▶ THE RECORDS:
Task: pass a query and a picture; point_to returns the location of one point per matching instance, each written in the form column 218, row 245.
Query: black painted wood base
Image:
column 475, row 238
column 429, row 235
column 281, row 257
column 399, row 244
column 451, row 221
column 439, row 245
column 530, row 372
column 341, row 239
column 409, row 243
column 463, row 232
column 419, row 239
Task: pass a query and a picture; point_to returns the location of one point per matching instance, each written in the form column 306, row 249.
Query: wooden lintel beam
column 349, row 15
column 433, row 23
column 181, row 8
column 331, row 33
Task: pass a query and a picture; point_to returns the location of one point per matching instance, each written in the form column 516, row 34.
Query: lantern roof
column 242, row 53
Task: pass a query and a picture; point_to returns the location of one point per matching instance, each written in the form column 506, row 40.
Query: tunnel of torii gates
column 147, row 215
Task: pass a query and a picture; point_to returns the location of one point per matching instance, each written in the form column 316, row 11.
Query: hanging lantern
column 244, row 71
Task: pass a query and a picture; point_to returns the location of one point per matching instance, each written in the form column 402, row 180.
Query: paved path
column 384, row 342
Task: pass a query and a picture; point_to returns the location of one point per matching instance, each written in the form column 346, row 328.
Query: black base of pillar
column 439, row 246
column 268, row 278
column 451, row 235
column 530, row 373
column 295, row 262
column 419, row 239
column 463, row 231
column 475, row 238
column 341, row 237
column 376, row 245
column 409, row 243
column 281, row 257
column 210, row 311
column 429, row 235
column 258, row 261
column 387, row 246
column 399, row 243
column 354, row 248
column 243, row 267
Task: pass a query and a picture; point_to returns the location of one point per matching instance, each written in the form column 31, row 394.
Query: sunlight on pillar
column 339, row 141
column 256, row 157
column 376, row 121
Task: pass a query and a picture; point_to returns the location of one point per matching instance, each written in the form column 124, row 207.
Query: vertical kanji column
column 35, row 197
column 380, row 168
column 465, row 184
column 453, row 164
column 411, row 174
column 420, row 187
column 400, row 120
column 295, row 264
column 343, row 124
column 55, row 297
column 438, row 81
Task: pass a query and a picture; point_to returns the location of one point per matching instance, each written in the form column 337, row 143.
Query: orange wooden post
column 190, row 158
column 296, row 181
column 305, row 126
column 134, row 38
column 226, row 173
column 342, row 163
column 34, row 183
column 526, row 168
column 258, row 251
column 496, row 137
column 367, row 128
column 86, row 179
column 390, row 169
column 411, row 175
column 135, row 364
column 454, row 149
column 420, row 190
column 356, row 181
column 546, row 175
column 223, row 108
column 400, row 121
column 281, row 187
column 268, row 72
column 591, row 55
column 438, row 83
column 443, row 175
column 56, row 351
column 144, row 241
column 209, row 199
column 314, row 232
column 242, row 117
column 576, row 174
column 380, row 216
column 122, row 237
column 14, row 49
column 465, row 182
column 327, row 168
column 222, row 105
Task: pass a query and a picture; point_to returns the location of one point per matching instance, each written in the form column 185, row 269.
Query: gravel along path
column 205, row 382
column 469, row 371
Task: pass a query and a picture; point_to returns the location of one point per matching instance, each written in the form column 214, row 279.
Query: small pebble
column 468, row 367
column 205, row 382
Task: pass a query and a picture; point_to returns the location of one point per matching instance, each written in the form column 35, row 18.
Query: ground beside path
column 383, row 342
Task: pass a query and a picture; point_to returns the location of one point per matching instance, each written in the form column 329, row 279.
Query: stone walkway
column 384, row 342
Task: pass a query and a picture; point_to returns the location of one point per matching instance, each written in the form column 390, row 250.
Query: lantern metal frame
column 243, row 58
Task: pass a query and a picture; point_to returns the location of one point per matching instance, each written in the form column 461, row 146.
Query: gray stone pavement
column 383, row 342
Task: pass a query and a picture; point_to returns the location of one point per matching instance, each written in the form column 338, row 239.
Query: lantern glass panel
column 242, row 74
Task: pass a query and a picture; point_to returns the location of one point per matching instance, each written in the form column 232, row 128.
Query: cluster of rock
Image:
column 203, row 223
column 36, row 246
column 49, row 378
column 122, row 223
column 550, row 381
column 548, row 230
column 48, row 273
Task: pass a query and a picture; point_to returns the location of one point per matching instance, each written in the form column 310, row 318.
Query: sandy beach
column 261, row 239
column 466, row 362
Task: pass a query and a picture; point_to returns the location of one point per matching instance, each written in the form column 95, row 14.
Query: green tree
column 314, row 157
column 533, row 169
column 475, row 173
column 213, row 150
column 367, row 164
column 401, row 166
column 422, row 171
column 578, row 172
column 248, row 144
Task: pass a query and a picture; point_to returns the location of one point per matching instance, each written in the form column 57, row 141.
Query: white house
...
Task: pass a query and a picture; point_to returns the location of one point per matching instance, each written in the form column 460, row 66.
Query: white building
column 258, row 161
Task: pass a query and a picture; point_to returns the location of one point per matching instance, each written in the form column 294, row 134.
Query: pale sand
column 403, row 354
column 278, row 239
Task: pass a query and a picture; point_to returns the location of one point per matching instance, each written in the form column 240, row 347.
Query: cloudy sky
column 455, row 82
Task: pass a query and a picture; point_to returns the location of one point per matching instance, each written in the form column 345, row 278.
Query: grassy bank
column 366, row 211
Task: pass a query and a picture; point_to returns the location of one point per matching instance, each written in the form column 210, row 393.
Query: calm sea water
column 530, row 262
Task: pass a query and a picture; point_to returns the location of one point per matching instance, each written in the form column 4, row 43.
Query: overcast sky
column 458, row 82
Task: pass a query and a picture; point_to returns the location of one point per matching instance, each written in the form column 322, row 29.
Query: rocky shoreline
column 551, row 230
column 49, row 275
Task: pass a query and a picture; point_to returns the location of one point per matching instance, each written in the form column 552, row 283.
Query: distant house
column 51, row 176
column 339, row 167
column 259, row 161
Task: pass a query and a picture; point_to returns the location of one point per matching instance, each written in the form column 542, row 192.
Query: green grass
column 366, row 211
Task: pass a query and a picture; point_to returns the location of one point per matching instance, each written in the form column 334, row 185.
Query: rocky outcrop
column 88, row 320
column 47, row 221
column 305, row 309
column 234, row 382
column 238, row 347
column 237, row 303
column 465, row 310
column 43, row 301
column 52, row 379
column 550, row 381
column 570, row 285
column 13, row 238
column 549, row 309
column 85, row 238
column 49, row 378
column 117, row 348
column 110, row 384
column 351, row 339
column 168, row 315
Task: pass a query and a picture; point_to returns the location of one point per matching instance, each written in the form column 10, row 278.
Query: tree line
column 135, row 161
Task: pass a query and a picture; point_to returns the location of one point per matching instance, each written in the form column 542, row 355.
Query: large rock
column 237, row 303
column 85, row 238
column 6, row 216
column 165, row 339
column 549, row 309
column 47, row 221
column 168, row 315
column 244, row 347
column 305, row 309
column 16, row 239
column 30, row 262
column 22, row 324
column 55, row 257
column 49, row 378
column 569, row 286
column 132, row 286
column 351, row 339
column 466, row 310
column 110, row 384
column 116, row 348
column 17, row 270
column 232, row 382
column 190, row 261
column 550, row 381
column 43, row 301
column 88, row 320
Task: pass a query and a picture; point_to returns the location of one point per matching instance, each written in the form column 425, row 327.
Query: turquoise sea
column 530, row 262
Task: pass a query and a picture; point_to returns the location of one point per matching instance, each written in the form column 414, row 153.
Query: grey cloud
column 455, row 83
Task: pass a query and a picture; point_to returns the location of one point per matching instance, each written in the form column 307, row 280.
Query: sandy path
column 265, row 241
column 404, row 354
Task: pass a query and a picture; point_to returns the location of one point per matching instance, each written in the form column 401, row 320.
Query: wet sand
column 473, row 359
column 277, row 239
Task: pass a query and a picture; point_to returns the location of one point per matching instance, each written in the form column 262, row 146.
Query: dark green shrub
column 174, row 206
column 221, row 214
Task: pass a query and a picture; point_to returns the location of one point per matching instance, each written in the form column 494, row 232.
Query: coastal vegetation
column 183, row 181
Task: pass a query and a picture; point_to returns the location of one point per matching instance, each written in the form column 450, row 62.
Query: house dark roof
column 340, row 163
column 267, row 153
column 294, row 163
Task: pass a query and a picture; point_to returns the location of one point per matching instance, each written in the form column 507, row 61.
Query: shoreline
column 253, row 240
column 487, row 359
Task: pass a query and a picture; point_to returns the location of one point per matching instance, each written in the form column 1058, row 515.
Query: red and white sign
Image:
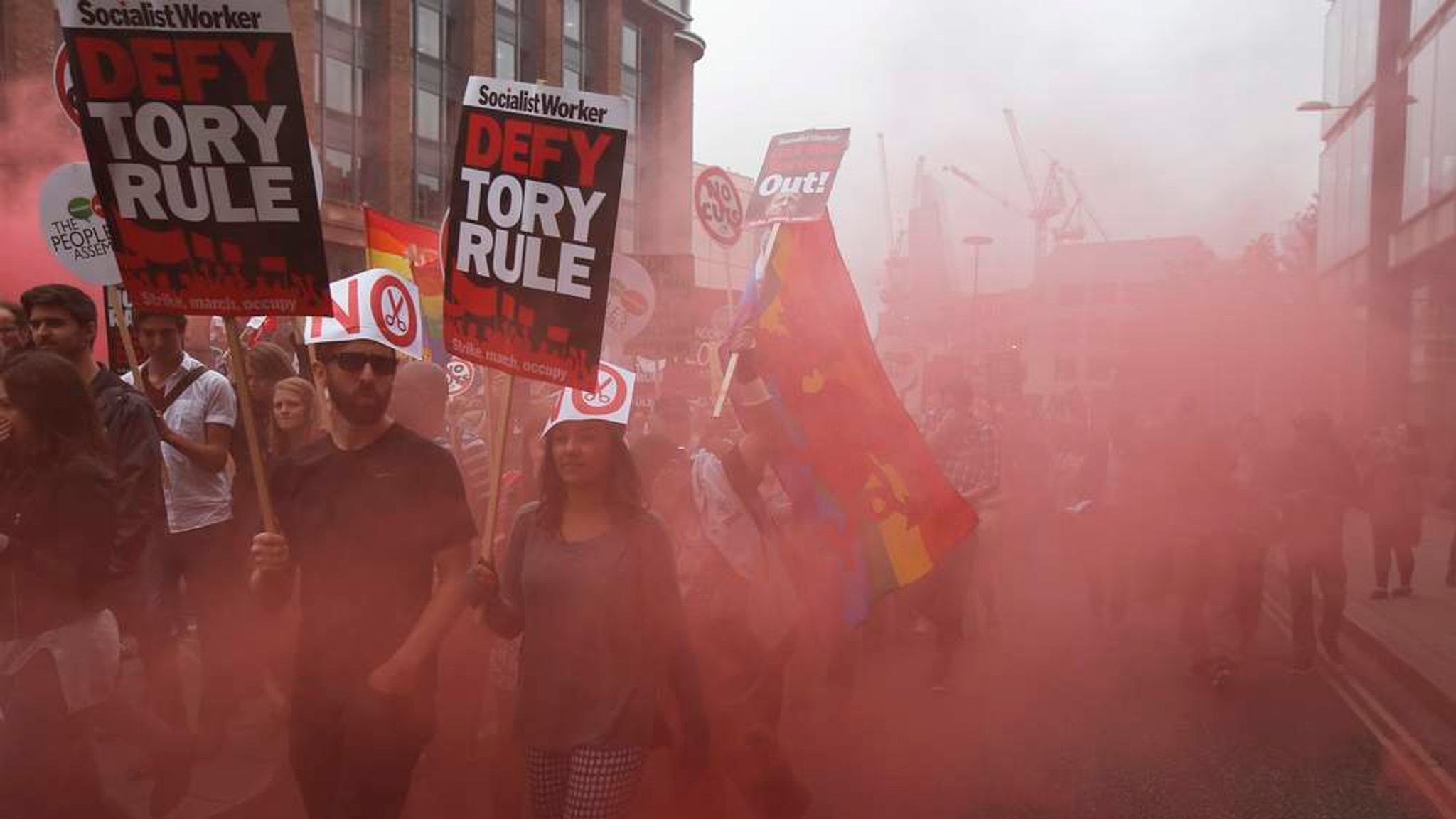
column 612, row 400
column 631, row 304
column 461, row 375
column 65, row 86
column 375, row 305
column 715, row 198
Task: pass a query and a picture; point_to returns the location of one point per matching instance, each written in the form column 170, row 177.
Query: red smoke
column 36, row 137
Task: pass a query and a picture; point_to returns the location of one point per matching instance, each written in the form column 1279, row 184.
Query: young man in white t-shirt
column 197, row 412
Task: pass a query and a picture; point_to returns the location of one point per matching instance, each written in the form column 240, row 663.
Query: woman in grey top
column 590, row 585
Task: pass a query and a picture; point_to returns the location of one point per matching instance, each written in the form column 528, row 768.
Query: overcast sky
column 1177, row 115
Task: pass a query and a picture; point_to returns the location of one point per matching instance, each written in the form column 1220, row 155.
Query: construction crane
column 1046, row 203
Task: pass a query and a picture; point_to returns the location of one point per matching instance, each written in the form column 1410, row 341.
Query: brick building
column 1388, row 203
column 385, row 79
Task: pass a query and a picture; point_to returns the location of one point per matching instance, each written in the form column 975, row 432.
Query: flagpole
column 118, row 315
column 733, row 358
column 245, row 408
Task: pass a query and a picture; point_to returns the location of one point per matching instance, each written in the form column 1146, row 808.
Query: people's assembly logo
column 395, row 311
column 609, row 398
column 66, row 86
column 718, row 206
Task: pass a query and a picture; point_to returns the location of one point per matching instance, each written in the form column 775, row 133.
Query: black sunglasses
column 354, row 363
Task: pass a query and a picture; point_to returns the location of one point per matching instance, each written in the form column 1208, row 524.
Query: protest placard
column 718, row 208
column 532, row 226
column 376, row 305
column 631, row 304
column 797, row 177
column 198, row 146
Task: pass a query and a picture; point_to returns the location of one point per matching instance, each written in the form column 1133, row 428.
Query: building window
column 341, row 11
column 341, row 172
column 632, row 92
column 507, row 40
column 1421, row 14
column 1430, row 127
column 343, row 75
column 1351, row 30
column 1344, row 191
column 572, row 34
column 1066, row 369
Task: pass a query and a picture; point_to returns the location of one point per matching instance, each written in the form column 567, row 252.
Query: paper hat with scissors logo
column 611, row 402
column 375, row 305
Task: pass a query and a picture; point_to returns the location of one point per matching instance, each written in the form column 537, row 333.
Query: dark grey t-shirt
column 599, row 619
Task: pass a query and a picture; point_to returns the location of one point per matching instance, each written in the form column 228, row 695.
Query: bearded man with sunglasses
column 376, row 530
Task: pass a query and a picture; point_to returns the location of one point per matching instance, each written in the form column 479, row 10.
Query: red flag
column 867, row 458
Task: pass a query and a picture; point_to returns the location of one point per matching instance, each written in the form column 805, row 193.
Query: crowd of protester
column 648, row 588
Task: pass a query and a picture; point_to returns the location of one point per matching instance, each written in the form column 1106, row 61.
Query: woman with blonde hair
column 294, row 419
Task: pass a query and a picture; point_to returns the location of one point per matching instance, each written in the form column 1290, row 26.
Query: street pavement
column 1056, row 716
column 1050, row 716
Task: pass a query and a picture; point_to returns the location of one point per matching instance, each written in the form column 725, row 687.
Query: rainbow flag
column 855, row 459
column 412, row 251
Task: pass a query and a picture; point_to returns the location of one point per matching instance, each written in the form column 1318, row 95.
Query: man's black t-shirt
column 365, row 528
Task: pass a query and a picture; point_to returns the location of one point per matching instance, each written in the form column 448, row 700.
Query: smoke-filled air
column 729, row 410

▶ ACTION ITEM: Going back over the entries above, copy word for word every line from the one that has "Query: sunlight on pillar" on through the one that has "337, row 143.".

▶ THE COMPLETED TASK:
Query: sunlight on pillar
column 339, row 141
column 256, row 157
column 376, row 121
Task: pass a query and a picture; point_to returns the location of one point per matching instance, each written in the form column 124, row 207.
Query: vertical kanji column
column 35, row 197
column 380, row 168
column 465, row 184
column 453, row 164
column 411, row 174
column 420, row 187
column 400, row 120
column 295, row 264
column 343, row 124
column 55, row 297
column 438, row 81
Task: pass a query and a picture; point_to returns the location of one point per matching instance, each written in the form column 337, row 143.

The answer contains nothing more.